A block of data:
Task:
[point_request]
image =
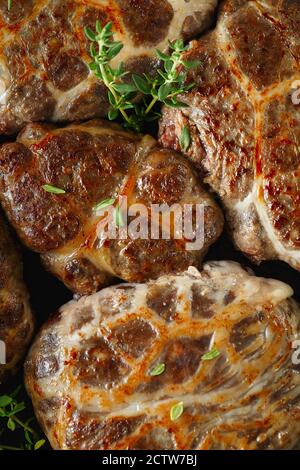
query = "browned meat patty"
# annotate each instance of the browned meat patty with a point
(44, 54)
(93, 162)
(244, 122)
(16, 321)
(91, 371)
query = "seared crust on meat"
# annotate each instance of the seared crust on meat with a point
(44, 56)
(93, 162)
(16, 321)
(244, 120)
(89, 371)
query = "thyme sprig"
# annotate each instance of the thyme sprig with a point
(164, 87)
(11, 413)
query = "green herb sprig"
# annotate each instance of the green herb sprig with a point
(10, 413)
(163, 87)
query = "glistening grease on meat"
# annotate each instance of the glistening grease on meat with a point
(244, 122)
(16, 321)
(93, 162)
(44, 74)
(213, 369)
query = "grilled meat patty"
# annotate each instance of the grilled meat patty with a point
(91, 371)
(244, 122)
(94, 162)
(44, 56)
(16, 321)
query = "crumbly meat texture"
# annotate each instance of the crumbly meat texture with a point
(93, 162)
(89, 371)
(244, 121)
(44, 74)
(16, 320)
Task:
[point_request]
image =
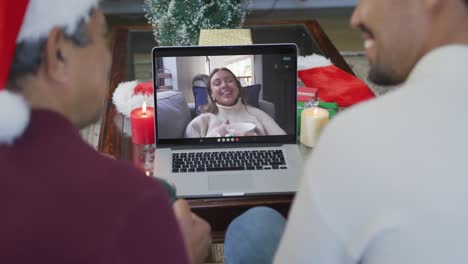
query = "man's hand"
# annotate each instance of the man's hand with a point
(195, 230)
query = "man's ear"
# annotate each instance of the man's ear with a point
(431, 5)
(55, 56)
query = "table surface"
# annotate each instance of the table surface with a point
(131, 50)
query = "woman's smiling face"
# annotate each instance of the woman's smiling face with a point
(224, 88)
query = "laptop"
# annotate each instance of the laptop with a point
(250, 150)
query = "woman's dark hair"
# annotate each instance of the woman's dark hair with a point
(211, 106)
(29, 54)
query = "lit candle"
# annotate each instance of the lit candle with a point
(142, 122)
(313, 120)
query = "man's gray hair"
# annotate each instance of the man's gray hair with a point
(29, 54)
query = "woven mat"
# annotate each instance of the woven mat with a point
(216, 254)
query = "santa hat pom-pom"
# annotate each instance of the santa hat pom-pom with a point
(312, 61)
(130, 95)
(14, 116)
(122, 95)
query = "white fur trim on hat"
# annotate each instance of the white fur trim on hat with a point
(312, 61)
(43, 15)
(14, 116)
(125, 101)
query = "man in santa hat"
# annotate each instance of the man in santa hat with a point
(60, 200)
(388, 178)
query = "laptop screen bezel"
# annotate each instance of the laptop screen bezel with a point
(288, 49)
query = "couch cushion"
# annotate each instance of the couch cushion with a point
(201, 97)
(253, 92)
(173, 114)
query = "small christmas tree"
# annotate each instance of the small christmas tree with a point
(178, 22)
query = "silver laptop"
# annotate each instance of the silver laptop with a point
(246, 147)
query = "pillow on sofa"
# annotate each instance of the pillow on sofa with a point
(201, 97)
(173, 114)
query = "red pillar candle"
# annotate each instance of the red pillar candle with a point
(142, 122)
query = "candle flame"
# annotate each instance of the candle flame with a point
(316, 111)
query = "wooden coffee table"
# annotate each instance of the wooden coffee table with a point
(131, 50)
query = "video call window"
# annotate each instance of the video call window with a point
(249, 95)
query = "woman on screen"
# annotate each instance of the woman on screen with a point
(227, 112)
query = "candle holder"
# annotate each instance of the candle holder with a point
(143, 157)
(313, 120)
(142, 123)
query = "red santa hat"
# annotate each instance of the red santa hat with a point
(29, 20)
(332, 83)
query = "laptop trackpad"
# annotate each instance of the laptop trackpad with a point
(232, 182)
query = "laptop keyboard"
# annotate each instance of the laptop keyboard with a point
(228, 161)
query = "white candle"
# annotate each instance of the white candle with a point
(313, 120)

• _Task statement_
Output an exact copy of the material, with the pictures removed.

• _Answer to the exercise_
Task:
[point_request]
image =
query = "browned meat patty"
# annotate each instance of the browned meat patty with a point
(44, 54)
(93, 162)
(244, 122)
(16, 321)
(91, 371)
query = "seared crust on meat"
# annotate each instance of the seared crust on meat with a point
(44, 56)
(93, 162)
(16, 321)
(244, 120)
(89, 371)
query = "thyme sprig"
# annotate each instance of the thyme sprig with a point
(164, 87)
(11, 413)
query = "green herb sprig"
# annotate each instance of the green herb sprig with a point
(10, 413)
(163, 87)
query = "glistening grease on meat"
# annotate each instance of the glistening grease on meat with a point
(244, 122)
(16, 321)
(93, 162)
(44, 74)
(213, 369)
query = "grilled meat patty"
# annotate each instance of the grilled meat patty with a point
(91, 371)
(244, 122)
(94, 162)
(44, 56)
(16, 321)
query = "crumbly meat texture"
# annotate each instance of the crumbly meat texture with a point
(93, 162)
(89, 371)
(244, 121)
(44, 74)
(16, 320)
Task:
[point_request]
image =
query = "man's hand"
# annotate each instance of the man's hand with a point
(195, 230)
query = "man's ear"
# annotate each instance of the man's ear with a point
(431, 5)
(55, 56)
query = "table surface"
# annotate each instance of the table surface with a point
(131, 50)
query = "woman's smiling face"
# annotate each instance of the woman's smiling face with a point
(224, 88)
query = "laptop"
# annotate each instance of the laptop with a point
(250, 150)
query = "woman's dark hair"
# annotate each instance of the woman's dark hair with a point
(211, 106)
(29, 54)
query = "lit candle"
# annotate each instance of the lit candle with a point
(142, 122)
(313, 120)
query = "man's gray hair"
# annotate each instance of the man's gray hair with a point
(29, 54)
query = "woven mat"
# annotate each instance of the woven mat with a point
(216, 254)
query = "santa hat pom-pom"
# annotate each instance of the santa hat pom-pom with a point
(312, 61)
(130, 95)
(14, 116)
(122, 95)
query = "white fur trim on hat"
# annotate each instance of the white fur trim on hat with a point
(312, 61)
(43, 15)
(14, 116)
(125, 101)
query = "man in santa hat"
# annotate each instance of the man in santa hat with a point
(60, 200)
(388, 178)
query = "laptop screen bezel"
# annotate each instance of the laptop screen bezel with a point
(288, 49)
query = "couch cushion"
# annotate each instance of the couch cushion with a point
(201, 97)
(253, 92)
(173, 114)
query = "small christmas tree"
# annotate each instance of the small christmas tree with a point
(178, 22)
query = "silver laptop"
# annotate each instance of the silver laptop with a point
(246, 147)
query = "pillow on sofa"
# annotate each instance of the pillow on sofa with a point
(201, 97)
(173, 114)
query = "red pillar candle"
# annotate each instance of the red pillar candle with a point
(142, 122)
query = "candle flame"
# annotate each instance of the candle flame with a point
(316, 111)
query = "wooden coffee table"
# annotate each instance of the wooden coffee table with a point
(131, 50)
query = "video call window"
# annotate each instance of the video call window with a point
(249, 95)
query = "woman on screen"
# annotate each instance of the woman on screen with a point
(227, 112)
query = "candle holder"
# annotate each instance of the candle holder with a point
(143, 157)
(313, 120)
(142, 123)
query = "red santa hat"
# annotate each instance of the red santa hat with a point
(29, 20)
(332, 83)
query = "laptop trackpad"
# annotate each instance of the laptop trackpad with a point
(232, 182)
query = "laptop keyboard"
# annotate each instance of the laptop keyboard with a point
(228, 161)
query = "white candle"
# annotate each instance of the white candle with a point
(313, 120)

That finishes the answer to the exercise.